*FRAGMENTO DE PÁGINA:*

····················

Recorremos de punta a punta los ladrillos, reconocemos la casa natal aunque la casa natal ya no exista. A tientas cruzamos el pasillo de noche, nos detenemos antes de que empiece el escalón, lo bajamos despacio. Suena la verja de la entrada y sabemos que alguien llega por el crujido oxidado del candado. Averiguamos quién viene por la forma de los pasos. Los padres tienden a arrastrar los pies. Las madres siempre avisan.
Porque se tuvo una casa se tiene un idioma y cierto poder gurativo. Dormitorio baño escritorio comedor mesa lavadora tendedero merienda son palabras en el imaginario común que carecen de identidad si las mencionamos de manera solitaria. A menudo necesitan ir acompañadas de otros nombres para ser realmente un todo;
el dormitorio de arriba el baño azul el escritorio pequeño
hermana azul luz madera ruido plateado cereales la almohada de Papá el cuartillo de arriba la caja de los tés
la calle del Pinar
la primera puerta a la derecha
Toda familia empieza siendo un lienzo. Toda casa nace blanca.

····················

[Filas del conjunto de datos]
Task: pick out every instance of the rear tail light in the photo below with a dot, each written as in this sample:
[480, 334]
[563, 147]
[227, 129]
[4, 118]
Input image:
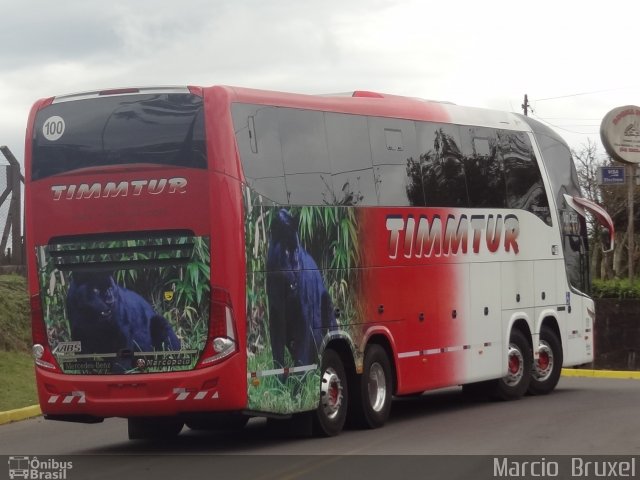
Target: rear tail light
[222, 339]
[41, 350]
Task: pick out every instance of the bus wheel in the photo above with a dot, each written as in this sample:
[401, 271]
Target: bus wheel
[154, 428]
[520, 363]
[546, 370]
[332, 409]
[372, 399]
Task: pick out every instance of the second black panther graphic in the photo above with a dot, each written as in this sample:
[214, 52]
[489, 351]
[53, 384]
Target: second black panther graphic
[300, 308]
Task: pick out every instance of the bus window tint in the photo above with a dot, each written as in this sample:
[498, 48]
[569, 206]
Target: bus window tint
[350, 157]
[305, 156]
[256, 129]
[525, 189]
[441, 165]
[483, 161]
[165, 129]
[394, 150]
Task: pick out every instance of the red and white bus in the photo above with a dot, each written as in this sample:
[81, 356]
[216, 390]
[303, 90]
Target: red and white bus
[205, 255]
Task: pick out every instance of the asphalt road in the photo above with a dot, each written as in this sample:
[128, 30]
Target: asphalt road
[583, 416]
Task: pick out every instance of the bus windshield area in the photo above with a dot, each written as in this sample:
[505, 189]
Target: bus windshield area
[160, 129]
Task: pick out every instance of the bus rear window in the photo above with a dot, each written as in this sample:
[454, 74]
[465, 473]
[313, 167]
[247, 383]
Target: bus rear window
[161, 129]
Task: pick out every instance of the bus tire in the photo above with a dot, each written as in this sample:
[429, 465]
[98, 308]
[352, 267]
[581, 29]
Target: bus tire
[332, 408]
[519, 365]
[546, 370]
[153, 428]
[372, 398]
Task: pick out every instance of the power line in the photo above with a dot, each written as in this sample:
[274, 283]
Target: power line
[584, 93]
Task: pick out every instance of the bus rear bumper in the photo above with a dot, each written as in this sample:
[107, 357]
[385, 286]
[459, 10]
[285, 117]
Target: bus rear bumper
[220, 387]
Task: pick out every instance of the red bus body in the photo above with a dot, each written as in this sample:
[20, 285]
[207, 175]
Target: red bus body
[422, 309]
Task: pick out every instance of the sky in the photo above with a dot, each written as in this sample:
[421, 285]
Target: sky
[576, 60]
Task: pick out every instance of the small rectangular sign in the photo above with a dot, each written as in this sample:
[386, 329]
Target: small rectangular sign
[611, 175]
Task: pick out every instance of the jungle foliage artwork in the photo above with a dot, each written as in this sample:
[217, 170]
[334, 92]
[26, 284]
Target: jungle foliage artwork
[126, 306]
[301, 289]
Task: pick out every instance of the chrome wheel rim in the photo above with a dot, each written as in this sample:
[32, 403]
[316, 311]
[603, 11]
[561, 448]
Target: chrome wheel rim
[515, 365]
[331, 395]
[543, 367]
[377, 386]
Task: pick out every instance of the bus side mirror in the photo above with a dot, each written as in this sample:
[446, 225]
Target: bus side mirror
[607, 240]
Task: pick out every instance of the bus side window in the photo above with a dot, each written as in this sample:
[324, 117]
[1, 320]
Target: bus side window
[393, 149]
[440, 165]
[305, 157]
[484, 167]
[350, 156]
[258, 140]
[525, 189]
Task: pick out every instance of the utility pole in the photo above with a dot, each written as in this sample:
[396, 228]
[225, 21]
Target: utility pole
[525, 105]
[631, 230]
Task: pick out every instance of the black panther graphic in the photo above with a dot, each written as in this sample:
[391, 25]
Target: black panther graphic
[108, 318]
[300, 309]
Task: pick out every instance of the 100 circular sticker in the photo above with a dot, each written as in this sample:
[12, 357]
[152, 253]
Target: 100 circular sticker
[53, 128]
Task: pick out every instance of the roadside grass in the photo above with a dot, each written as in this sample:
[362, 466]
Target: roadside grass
[17, 377]
[17, 381]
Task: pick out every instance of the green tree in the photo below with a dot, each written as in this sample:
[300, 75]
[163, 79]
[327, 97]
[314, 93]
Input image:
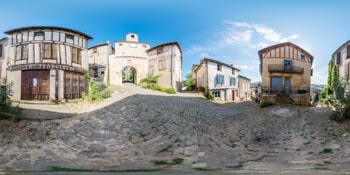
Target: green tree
[150, 79]
[341, 100]
[188, 81]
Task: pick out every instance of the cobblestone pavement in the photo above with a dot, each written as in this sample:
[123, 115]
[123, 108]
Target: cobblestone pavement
[138, 127]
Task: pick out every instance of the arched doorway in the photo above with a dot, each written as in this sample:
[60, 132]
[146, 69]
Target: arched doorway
[129, 75]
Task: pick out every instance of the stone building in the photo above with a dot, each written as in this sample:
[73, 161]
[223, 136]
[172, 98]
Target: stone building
[341, 57]
[45, 62]
[286, 72]
[131, 61]
[99, 62]
[243, 88]
[219, 77]
[166, 60]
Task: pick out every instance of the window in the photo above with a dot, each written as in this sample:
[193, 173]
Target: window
[39, 35]
[159, 50]
[132, 45]
[69, 38]
[276, 83]
[219, 67]
[219, 80]
[25, 52]
[337, 60]
[50, 51]
[161, 64]
[233, 81]
[0, 50]
[18, 53]
[216, 94]
[76, 55]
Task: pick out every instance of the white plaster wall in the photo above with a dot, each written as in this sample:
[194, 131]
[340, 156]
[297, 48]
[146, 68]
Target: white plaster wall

····················

*RETO:*
Copia el tramo del texto sobre la casa natal que va desde "Recorremos de punta" hasta "madres siempre avisan.", rebautizando "pasillo" como "corredor".

*RESPUESTA DEL EJERCICIO:*
Recorremos de punta a punta los ladrillos, reconocemos la casa natal aunque la casa natal ya no exista. A tientas cruzamos el corredor de noche, nos detenemos antes de que empiece el escalón, lo bajamos despacio. Suena la verja de la entrada y sabemos que alguien llega por el crujido oxidado del candado. Averiguamos quién viene por la forma de los pasos. Los padres tienden a arrastrar los pies. Las madres siempre avisan.